> _Prompt 1_
From the passage on Father Kolaković below, quote the text from "Along with other" up to and including "a practical reality.".
> _Prompt 2_
According to the passage on Father Kolaković below, why did the Catholic Church in Slovakia thrive in resistance even though Slovak Christians were among the most persecuted in the Soviet Bloc? Answer in one to three sentences.

> _Selected excerpt_
• • • •

The Family groups came together at first for Bible study and prayer, but soon began listening to Father Kolaković lecture on philosophy, sociology, and intellectual topics. Father Kolaković also trained his young followers in how to work secretly, and to withstand the interrogation that he said would surely come.

The Family expanded its small groups quickly across the nation. “By the end of the school year 1944,” Vaško said, “it would have been difficult to find a faculty or secondary school in Bratislava or larger cities where our circles did not operate.”

In 1946, Czech authorities deported the activist priest. Two years later, communists seized total power, just as Father Kolaković had predicted. Within several years, almost all of the Family had been imprisoned and the Czechoslovak institutional church brutalized into submission. But when the Family members emerged from prison in the 1960s, they began to do as their spiritual father had taught them. Father Kolaković’s top two lieutenants—physician Silvester Krčméry and priest Vladimír Jukl—quietly set up Christian circles around the country and began to build the underground church.

The underground church, led by the visionary cleric’s spiritual children and grandchildren, became the principle means of anti-communist dissent for the next forty years. It was they who organized a mass 1988 public demonstration in Bratislava, the Slovak capital, demanding religious liberty. The Candle Demonstration was the first major protest against the state. It kicked off the Velvet Revolution, which brought down the communist regime a year later. Though Slovak Christians were among the most persecuted in the Soviet Bloc, the Catholic Church there thrived in resistance because one man saw what was coming and prepared his people.

After events of the last two months in this country and in Britain, I have no doubt in my mind that this is coming. I have spent Covidtide finishing this book to ready it for its September 29 publication, but I have not prepared myself spiritually. That ends today. The writing is on the wall, for those with eyes to see.

If I could, I would have the publisher issue Live Not By Lies today, so Christians could busy themselves now figuring out how to establish these cells and these networks. It’s not possible to move the publication up, though. Until that day, please be thinking about what a Father Kolakovic would say to us today — Catholics, Protestants, Orthodox, and so forth — and what he would do. What would “the Family” look like in our time and place?

The time to see clearly, to think hard about what we see, and then to act in the face of this knowledge, is now. One sign of hope that I’ve seen in all my Benedict Option travels abroad: faithful Christians really do have allies everywhere. Those with vision look beyond the ecclesial and denominational divisions, and recognize that in the eyes of the persecutors, there is no meaningful differences among us. From Live Not By Lies:

Along with other prisoners, [Kolakovic follower Silvester] Krčméry would sing hymns, and would pray litanies for everyday needs, including for a spirit of humility and willingness to endure all for the sake of Christ. This brotherhood was an integral part of the spirituality of Christian resistance. Father Kolaković had taught the Family the virtue of reaching across church lines to establish brotherhood with other Christians. Captivity and torture turned this into a practical reality.

• • • •

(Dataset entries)
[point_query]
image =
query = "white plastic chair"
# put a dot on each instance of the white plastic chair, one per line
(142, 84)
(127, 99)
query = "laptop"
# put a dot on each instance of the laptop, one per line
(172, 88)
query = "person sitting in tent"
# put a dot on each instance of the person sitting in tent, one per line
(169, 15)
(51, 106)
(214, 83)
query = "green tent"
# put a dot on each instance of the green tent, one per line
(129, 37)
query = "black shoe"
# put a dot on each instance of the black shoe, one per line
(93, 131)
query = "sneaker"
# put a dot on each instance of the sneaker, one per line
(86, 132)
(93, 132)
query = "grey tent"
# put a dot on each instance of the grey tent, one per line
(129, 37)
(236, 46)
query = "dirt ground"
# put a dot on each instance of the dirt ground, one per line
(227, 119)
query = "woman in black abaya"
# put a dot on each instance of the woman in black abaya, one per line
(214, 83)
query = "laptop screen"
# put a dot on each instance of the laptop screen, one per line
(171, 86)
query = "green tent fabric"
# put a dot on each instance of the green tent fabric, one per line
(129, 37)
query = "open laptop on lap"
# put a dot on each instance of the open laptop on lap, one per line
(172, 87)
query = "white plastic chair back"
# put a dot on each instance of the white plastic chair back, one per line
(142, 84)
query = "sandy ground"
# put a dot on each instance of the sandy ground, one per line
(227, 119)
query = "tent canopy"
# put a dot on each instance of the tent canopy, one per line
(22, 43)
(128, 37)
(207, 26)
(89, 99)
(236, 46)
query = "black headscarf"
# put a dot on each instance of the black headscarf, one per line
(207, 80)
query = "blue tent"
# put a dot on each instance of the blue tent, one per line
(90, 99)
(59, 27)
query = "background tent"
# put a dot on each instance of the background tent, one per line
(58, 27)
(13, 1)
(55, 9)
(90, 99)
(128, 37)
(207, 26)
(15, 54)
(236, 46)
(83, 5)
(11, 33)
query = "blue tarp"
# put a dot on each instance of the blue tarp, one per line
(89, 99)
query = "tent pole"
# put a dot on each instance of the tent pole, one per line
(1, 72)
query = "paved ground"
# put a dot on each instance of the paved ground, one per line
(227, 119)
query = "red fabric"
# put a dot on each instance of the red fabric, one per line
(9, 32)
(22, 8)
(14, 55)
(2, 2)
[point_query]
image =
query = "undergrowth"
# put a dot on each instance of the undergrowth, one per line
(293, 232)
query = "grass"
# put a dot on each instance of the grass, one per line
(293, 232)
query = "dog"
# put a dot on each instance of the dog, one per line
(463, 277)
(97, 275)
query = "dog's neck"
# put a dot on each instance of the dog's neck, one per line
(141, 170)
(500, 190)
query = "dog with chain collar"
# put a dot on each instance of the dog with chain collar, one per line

• • • •

> _Your response 1_
Along with other prisoners, [Kolakovic follower Silvester] Krčméry would sing hymns, and would pray litanies for everyday needs, including for a spirit of humility and willingness to endure all for the sake of Christ. This brotherhood was an integral part of the spirituality of Christian resistance. Father Kolaković had taught the Family the virtue of reaching across church lines to establish brotherhood with other Christians. Captivity and torture turned this into a practical reality.

> _Your response 2_
The Catholic Church there thrived in resistance because one man, Father Kolaković, saw what was coming and prepared his people.